Work required
Rewrite the listing below, changing every "noun phrase" to "description" and keeping everything else the same.

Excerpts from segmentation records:

----

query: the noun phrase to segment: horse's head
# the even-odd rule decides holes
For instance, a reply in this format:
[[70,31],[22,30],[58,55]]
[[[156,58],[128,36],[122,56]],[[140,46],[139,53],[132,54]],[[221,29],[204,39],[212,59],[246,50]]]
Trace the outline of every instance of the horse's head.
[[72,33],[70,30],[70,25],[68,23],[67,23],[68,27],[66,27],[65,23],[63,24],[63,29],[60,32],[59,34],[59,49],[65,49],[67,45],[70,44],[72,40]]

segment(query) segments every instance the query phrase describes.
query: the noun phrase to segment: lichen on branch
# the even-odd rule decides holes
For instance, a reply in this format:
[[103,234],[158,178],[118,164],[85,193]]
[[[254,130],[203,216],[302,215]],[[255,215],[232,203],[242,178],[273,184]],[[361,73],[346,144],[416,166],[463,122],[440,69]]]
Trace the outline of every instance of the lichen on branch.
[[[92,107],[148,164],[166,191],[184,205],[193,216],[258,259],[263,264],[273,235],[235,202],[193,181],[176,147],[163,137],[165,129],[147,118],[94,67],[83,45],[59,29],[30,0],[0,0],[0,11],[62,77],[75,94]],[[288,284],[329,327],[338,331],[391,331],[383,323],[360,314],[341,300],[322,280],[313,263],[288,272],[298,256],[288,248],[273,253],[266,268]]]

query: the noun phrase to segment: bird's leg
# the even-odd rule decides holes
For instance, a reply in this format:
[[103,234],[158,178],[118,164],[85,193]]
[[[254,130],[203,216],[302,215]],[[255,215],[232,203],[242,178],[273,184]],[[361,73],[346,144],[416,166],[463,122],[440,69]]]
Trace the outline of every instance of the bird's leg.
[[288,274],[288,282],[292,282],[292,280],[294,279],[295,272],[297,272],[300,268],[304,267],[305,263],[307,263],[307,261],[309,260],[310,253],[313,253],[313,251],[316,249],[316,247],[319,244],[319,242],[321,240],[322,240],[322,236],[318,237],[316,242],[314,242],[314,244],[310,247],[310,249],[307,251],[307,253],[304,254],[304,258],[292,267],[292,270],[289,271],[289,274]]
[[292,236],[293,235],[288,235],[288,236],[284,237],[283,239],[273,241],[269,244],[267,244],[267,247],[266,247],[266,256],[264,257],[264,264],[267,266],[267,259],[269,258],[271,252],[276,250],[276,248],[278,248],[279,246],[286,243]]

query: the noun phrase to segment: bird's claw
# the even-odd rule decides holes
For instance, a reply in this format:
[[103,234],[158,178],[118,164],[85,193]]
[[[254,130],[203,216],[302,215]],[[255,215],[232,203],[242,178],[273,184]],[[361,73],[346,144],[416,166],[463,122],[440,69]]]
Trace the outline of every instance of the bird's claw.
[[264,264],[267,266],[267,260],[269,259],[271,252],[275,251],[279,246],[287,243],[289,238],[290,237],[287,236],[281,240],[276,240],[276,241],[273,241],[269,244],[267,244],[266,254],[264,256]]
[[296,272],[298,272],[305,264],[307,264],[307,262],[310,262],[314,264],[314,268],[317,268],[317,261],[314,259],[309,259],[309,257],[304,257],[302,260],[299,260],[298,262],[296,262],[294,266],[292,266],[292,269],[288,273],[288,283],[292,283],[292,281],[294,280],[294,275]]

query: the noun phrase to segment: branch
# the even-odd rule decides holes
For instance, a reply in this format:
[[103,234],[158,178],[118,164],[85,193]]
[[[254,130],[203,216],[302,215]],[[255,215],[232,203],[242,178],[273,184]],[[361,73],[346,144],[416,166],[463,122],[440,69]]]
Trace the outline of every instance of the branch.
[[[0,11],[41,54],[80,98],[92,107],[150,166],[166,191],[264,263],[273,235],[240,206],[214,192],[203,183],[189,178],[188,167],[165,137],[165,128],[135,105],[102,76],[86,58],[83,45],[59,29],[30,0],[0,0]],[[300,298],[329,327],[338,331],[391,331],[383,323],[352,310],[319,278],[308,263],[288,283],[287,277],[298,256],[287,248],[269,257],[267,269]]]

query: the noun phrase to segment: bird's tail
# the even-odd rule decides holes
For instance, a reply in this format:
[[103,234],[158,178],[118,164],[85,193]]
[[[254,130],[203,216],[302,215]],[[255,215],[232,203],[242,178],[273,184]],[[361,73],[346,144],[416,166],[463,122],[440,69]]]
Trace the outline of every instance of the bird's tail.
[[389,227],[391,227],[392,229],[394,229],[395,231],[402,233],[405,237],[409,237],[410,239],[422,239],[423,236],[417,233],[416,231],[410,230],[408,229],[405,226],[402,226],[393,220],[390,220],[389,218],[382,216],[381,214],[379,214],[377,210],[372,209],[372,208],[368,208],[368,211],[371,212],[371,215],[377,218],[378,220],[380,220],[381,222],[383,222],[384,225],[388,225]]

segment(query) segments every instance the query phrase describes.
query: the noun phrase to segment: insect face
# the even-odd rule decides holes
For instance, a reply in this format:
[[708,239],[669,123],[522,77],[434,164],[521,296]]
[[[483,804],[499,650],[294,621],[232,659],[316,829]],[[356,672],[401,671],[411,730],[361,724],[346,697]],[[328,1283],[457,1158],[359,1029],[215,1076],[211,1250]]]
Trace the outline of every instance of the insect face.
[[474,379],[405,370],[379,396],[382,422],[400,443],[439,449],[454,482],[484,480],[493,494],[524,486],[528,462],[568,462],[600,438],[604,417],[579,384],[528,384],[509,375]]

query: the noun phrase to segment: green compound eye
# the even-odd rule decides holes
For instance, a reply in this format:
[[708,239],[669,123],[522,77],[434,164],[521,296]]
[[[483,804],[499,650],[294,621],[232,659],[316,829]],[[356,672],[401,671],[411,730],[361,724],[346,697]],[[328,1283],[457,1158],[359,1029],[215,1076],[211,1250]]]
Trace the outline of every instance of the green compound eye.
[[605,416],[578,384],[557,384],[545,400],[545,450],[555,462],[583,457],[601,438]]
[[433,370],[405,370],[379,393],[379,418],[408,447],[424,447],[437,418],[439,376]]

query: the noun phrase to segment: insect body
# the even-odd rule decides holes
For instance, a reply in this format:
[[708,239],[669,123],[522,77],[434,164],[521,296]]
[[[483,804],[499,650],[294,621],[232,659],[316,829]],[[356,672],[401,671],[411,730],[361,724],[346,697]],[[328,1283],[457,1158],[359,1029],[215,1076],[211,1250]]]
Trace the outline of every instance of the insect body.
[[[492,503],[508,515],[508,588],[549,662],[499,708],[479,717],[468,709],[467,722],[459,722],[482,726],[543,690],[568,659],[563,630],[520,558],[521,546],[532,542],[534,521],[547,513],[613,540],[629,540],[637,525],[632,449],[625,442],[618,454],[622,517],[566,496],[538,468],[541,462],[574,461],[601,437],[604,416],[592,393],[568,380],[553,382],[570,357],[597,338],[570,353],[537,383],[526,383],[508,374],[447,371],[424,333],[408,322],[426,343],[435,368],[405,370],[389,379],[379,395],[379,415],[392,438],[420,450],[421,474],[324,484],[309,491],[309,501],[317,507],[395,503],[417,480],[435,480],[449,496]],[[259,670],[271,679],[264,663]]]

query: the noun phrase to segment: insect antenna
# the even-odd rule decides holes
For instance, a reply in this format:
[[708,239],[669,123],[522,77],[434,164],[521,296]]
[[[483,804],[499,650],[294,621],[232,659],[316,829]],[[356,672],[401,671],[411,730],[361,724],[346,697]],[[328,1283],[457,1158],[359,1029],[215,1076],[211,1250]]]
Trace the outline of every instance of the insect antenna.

----

Expected answer
query: the description to segment: horse's head
# the even-odd rule decides holes
For instance, a reply in this format:
[[70,31],[22,30],[58,55]]
[[[156,58],[128,36],[122,56]],[[140,46],[139,53],[132,54]],[[221,29],[204,39],[212,59],[246,50]]]
Trace the outline of every instance of the horse's head.
[[72,33],[70,30],[70,25],[68,23],[67,23],[68,27],[66,27],[65,23],[63,24],[63,29],[60,32],[59,34],[59,49],[65,49],[67,45],[70,44],[72,40]]

segment(query) segments every instance the query phrase describes.
query: the description to segment: lichen on branch
# the even-odd rule decides holes
For instance, a reply in this format:
[[103,234],[158,178],[118,164],[85,193]]
[[[254,130],[203,216],[302,215]],[[255,215],[232,203],[242,178],[273,184]],[[361,73],[346,144],[416,166],[463,122],[440,69]]]
Trace the outline of every instance of the lichen on branch.
[[[92,107],[148,164],[166,191],[184,205],[193,216],[258,259],[263,264],[273,235],[235,202],[193,181],[176,147],[163,137],[165,129],[147,118],[94,67],[83,45],[59,29],[30,0],[0,0],[0,11],[62,77],[75,94]],[[288,284],[329,327],[338,331],[391,331],[383,323],[360,314],[341,300],[322,280],[313,263],[288,272],[298,256],[288,248],[273,253],[266,268]]]

query: the description to segment: bird's leg
# the even-odd rule decides holes
For instance, a reply in this format:
[[103,234],[158,178],[118,164],[85,193]]
[[[254,130],[203,216],[302,215]],[[255,215],[232,203],[242,178],[273,184]],[[361,73],[346,144],[416,166],[463,122],[440,69]]]
Trace the outline of every instance of the bird's leg.
[[288,274],[288,282],[292,282],[292,280],[294,279],[295,272],[297,272],[300,268],[304,267],[305,263],[307,263],[307,261],[309,260],[310,253],[313,253],[313,251],[316,249],[316,247],[319,244],[319,242],[321,240],[322,240],[322,236],[318,237],[316,242],[314,242],[314,244],[310,247],[310,249],[307,251],[307,253],[304,254],[304,258],[292,267],[292,270],[289,271],[289,274]]
[[292,236],[293,235],[288,235],[288,236],[284,237],[283,239],[273,241],[269,244],[267,244],[267,247],[266,247],[266,256],[264,257],[264,264],[267,266],[267,259],[269,258],[271,252],[276,250],[276,248],[278,248],[279,246],[286,243]]

query: the description to segment: bird's claw
# the even-odd rule decides holes
For instance, a reply in this format:
[[103,234],[158,178],[118,164],[85,193]]
[[[254,130],[203,216],[302,215]],[[255,215],[232,203],[242,178],[273,184]],[[361,73],[346,144],[416,166],[463,122],[440,69]]]
Trace the outline of every instance of the bird's claw.
[[264,264],[267,266],[267,260],[269,259],[271,252],[275,251],[279,246],[287,243],[289,238],[290,237],[287,236],[281,240],[276,240],[276,241],[273,241],[269,244],[267,244],[266,254],[264,256]]
[[296,272],[298,272],[305,264],[307,264],[307,262],[310,262],[314,264],[314,268],[317,268],[317,261],[314,259],[309,259],[309,257],[304,257],[302,260],[299,260],[298,262],[296,262],[294,266],[292,266],[292,269],[288,273],[288,283],[292,283],[292,281],[294,280],[294,275]]

query: the description to segment: branch
# the even-odd rule decides holes
For instance, a reply in this format:
[[103,234],[158,178],[118,164],[85,193]]
[[[254,130],[203,216],[302,215]],[[255,215],[232,203],[242,178],[273,184]],[[361,73],[346,144],[416,166],[463,122],[440,69]]]
Trace the outline of every instance of the branch.
[[[0,11],[41,54],[80,98],[92,107],[150,166],[166,191],[264,263],[273,235],[240,206],[214,192],[203,183],[189,178],[188,167],[165,137],[165,128],[135,105],[102,76],[86,58],[83,45],[59,29],[30,0],[0,0]],[[300,298],[329,327],[338,331],[391,331],[383,323],[352,310],[319,278],[308,263],[288,283],[287,277],[298,256],[287,248],[269,257],[267,269]]]

query: the description to segment: bird's tail
# the even-odd rule decides holes
For instance, a reply in this format:
[[103,234],[158,178],[118,164],[85,193]]
[[[254,130],[203,216],[302,215]],[[255,215],[232,203],[242,178],[273,184]],[[361,73],[346,144],[416,166],[463,122],[440,69]]]
Trace the outline of every instance of the bird's tail.
[[389,227],[391,227],[392,229],[394,229],[395,231],[402,233],[405,237],[409,237],[410,239],[422,239],[423,236],[417,233],[416,231],[410,230],[408,229],[405,226],[402,226],[393,220],[390,220],[389,218],[382,216],[381,214],[379,214],[377,210],[372,209],[372,208],[368,208],[368,211],[371,212],[371,215],[377,218],[378,220],[380,220],[381,222],[383,222],[384,225],[388,225]]

segment(query) segments every instance the query phrase describes.
query: the description to segment: insect face
# the even-odd rule decides holes
For instance, a reply in this format:
[[708,239],[669,123],[522,77],[434,164],[521,296]]
[[[483,804],[499,650],[294,621],[232,659],[316,829]],[[356,672],[401,671],[411,730],[361,724],[346,697]],[[328,1283],[457,1158],[359,1029],[215,1076],[211,1250]]]
Trace the outline of every instance of the insect face.
[[474,379],[405,370],[379,396],[382,422],[400,443],[439,449],[454,482],[484,480],[493,494],[524,486],[528,462],[568,462],[600,438],[604,417],[579,384],[528,384],[509,375]]

query: the description to segment: green compound eye
# the even-odd rule decides holes
For instance, a reply in this format:
[[708,239],[669,123],[522,77],[434,164],[521,296]]
[[[483,804],[499,650],[294,621],[232,659],[316,829]],[[356,672],[401,671],[411,730],[361,724],[346,697]],[[328,1283],[457,1158],[359,1029],[215,1076],[211,1250]]]
Trace the outline of every instance of the green compound eye.
[[605,416],[578,384],[557,384],[545,400],[545,450],[555,462],[583,457],[601,438]]
[[433,370],[405,370],[379,393],[379,418],[408,447],[424,447],[437,418],[439,376]]

query: the description to segment: insect body
# the even-odd rule decides holes
For instance, a reply in this format:
[[708,239],[669,123],[522,77],[434,164],[521,296]]
[[[483,804],[499,650],[294,621],[232,659],[316,829]],[[356,672],[401,671],[411,730],[361,724],[346,697]],[[328,1283],[457,1158],[359,1029],[215,1076],[211,1250]]]
Trace the outline of every instance of the insect body.
[[[492,503],[508,515],[508,588],[549,662],[499,708],[479,717],[468,709],[467,722],[459,722],[482,726],[543,690],[568,659],[563,630],[520,558],[521,546],[532,542],[534,521],[547,513],[613,540],[629,540],[637,525],[632,449],[625,442],[618,454],[622,517],[566,496],[538,468],[541,462],[574,461],[601,437],[604,416],[592,393],[568,380],[553,382],[570,357],[597,338],[570,353],[537,383],[526,383],[508,374],[447,371],[424,333],[408,322],[426,343],[435,368],[405,370],[389,379],[379,395],[379,415],[392,438],[420,450],[421,474],[324,484],[309,491],[309,501],[317,507],[395,503],[417,480],[435,480],[449,496]],[[259,670],[271,679],[264,663]]]

query: the description to segment: insect antenna
# the even-odd rule decides holes
For instance, a reply in this format:
[[708,239],[669,123],[522,77],[434,164],[521,296]]
[[[483,804],[499,650],[294,621],[232,659],[316,829]],[[356,672],[401,671],[411,730],[361,724],[346,697]],[[328,1283],[457,1158],[359,1029],[215,1076],[211,1250]]]
Trace the outline of every instance of the insect antenna.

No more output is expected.